[Records drawn from a dataset]
BEGIN

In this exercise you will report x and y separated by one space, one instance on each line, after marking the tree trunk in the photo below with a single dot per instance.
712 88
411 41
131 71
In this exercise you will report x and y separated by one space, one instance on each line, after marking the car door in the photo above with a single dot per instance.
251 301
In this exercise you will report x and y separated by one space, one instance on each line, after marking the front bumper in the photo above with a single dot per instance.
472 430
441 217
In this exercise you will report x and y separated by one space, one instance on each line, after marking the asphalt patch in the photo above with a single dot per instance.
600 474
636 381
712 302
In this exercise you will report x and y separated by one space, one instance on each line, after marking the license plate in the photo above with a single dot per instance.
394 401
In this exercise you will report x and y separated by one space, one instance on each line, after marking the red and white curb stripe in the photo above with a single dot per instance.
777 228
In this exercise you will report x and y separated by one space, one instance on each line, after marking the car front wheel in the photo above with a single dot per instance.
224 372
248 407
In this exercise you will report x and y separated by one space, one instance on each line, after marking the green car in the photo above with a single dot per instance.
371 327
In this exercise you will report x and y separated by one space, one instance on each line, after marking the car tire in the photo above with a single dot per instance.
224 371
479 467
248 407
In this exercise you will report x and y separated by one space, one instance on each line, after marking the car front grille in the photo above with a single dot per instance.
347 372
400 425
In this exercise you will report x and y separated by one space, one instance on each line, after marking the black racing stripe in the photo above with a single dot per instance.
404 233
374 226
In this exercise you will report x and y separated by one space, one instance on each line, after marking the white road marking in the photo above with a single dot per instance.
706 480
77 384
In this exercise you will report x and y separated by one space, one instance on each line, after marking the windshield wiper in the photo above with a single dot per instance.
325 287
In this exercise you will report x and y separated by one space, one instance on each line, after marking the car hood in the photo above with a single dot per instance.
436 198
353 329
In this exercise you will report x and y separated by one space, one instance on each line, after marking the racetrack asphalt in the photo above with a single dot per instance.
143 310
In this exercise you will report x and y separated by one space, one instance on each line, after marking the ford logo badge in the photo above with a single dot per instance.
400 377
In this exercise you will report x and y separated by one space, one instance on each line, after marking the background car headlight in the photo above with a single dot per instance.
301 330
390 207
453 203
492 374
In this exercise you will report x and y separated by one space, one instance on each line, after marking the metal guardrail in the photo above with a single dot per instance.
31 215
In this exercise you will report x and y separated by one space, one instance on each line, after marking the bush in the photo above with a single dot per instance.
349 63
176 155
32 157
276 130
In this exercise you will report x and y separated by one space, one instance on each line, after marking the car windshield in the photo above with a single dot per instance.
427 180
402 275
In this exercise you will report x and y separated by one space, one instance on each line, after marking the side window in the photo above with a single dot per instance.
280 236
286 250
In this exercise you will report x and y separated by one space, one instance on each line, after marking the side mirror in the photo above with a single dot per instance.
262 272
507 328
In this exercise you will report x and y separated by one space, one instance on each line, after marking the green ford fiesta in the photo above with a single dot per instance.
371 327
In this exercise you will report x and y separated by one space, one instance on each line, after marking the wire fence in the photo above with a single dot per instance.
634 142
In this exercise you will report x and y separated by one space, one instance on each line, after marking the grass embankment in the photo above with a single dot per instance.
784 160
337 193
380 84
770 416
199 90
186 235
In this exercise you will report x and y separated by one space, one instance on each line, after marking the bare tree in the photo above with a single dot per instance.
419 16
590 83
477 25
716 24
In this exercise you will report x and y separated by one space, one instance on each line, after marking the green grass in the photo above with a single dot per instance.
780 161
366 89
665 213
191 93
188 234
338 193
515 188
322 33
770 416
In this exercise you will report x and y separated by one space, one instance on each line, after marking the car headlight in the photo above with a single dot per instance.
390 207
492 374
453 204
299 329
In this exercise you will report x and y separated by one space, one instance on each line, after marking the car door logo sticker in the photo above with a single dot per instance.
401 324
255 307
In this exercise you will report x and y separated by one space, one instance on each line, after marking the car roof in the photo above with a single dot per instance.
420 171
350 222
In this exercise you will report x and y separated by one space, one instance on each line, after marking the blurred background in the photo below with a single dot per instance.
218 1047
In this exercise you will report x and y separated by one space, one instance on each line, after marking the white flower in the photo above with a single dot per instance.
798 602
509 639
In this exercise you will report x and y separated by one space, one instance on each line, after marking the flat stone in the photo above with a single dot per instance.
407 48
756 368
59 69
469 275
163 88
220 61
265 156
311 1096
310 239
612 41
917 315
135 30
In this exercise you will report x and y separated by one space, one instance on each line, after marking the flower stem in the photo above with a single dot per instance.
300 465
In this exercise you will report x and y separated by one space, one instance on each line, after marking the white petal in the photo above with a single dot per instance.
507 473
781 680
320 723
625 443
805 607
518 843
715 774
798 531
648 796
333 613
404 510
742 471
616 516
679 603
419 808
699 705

END

### ACTIVITY
Nothing in the entries should be skipped. Output them all exactly.

### RESULT
In this exercise you will report x and y separated by one space, one instance on each line, after marking the tree trunk in the photo below with a single dot per instance.
712 88
411 41
131 71
In this exercise you will report x and y separated by one space, one instance on each line, after marking the car door in the photo above with a single dot per instance.
251 301
In this exercise you will report x and y separated by one space, one instance on each line, after marking the front bumper in the photo above with a single dot per instance.
472 430
441 217
In this exercise you will report x and y separated by one space, one instance on each line, after marking the asphalt patch in the photo above with a single dot per instance.
600 474
636 381
712 302
In this exercise you will report x and y separated by one space, one instance on each line, after marking the license plate in the photo above with a single dot per instance.
394 401
In this exercise you will report x and y separated by one space, one instance on each line, after marking the red and white curb stripe in the photo above with a single dot per instance.
777 228
In this exercise you will report x and y separated by one space, one instance on each line, after marking the car front wheel in the photo above with a single dot per instance.
224 372
248 407
In this exercise you will report x and y separated by one space, one instance on each line, after marking the green car in the photo above with a single dot per instance.
371 327
In this exercise you will report x and y separated by one space, one instance on each line, after marking the car tire in the photo above with a single dot per instance.
224 371
479 467
248 407
In this exercise you will report x and y separated by one space, one instance on each line, after marking the car front grille in the photo above with a single dot per instance.
347 372
400 425
In this exercise you will report x and y separated by one space, one instance on each line, after marking the black racing stripe in the photo above with a single dot per instance.
404 233
374 226
In this exercise you will report x and y separated by one space, one instance on each line, after marking the white road marking in the photo above with a single dot per instance.
706 480
77 384
In this exercise you will report x and y separated by one space, one instance on each line, after marking the windshield wiper in the photo above with a single dot per instance.
325 287
In this exercise you will report x and y separated by one space, one instance on each line, after marking the car hood in the photo above with a single dot per instance.
436 198
353 329
In this exercise you will report x and y separated by one space, one instance on each line, after marking the racetrack asphalt in the photo above with a single dot per instance.
143 310
In this exercise you will report x and y separated by one space, one instance on each line, after marking the ford logo badge in the photo above with a single dot per instance.
400 377
In this exercise you will report x and y separated by one space, one instance on each line, after marking the background car headlight in the photo above with a single dot per instance.
301 330
390 207
453 203
492 374
In this exercise you will report x and y separated by one space, one instance on each line, after marking the metal guardrail in the photo above with a single dot per instance.
31 215
In this exercise you will report x and y separated by one space, one instance on each line, after marking the bush in the photo above with a single dot per instance.
349 63
176 155
32 157
276 130
In this exercise you will report x and y separated by one space, one instance on each line, after marking the car windshield in the photo above with a single dot per instance.
427 180
402 275
In this exercise you will report x and y separated by one space, one instance on each line, after marking the side window in the photo above with a single dot per instance.
280 236
286 250
In this exercise you will report x and y separated by one space, one instance on each line, after marking the side mirror in the photo above with a single dot per instance.
262 272
507 328
In this exercise you will report x and y separated by one space, one instance on each line, after marking the green ford fiesta in the photo above with a single dot per instance.
371 327
In this exercise you will report x and y separated by one space, one instance on each line, after marking the wire fence in the photo above with a single dot per instance.
634 142
In this exercise you will report x and y separated by one space, one instance on each line, after marking the grass embankment in the photo above with a single dot per instance.
784 160
337 193
380 84
770 416
199 90
186 235
In this exercise you will report x and y separated by one space, one instance on each line, after marking the bare tree in the photo above with a single dot per instance.
419 16
590 83
477 25
716 24
In this exercise you will report x and y separated by one space, one instance on each line, after marking the green grass in the photo above with a single dot per instance.
780 161
366 89
665 213
191 93
188 234
338 193
515 188
322 33
770 416
In this exercise you will report x and y separated by one space, one instance on each line, after marking the car headlight in the photo above with a single dot per instance.
390 207
492 374
453 204
299 329
In this exercise you will report x and y separated by one space, one instance on each line, after marking the car door logo sticker in the photo above with a single dot per instance.
401 324
255 307
In this exercise you will report x and y separated by one space, one instance on each line, after marking the car roof in the photo above with a single dot per instance.
420 171
350 222
In this exercise you will report x and y separated by one space, one instance on each line, after marking the blurred background in the photo below with a single dot per instance.
218 1047
In this exercise you will report x and y separated by one space, one instance on each line, after marking the white flower in the photo above with a single dot per instance.
798 602
509 639
In this exercise you will report x and y separated by one space, one instance on each line, after marking the flat stone in the photo above with a single dot per instance.
407 48
756 368
59 69
469 275
163 88
220 61
265 156
311 1096
310 239
612 41
917 315
135 30
In this exercise you will report x and y separated by one space, one instance on each line, after marking the flower stem in the photo above with a single dot per instance.
300 465
In this exercise you will report x and y separated by one space, one instance on each line, after marking the white petal in the photo above with a single dot per instance.
507 473
781 680
320 723
625 443
805 607
518 843
715 774
798 531
648 796
333 613
404 510
742 471
616 516
679 603
419 808
699 705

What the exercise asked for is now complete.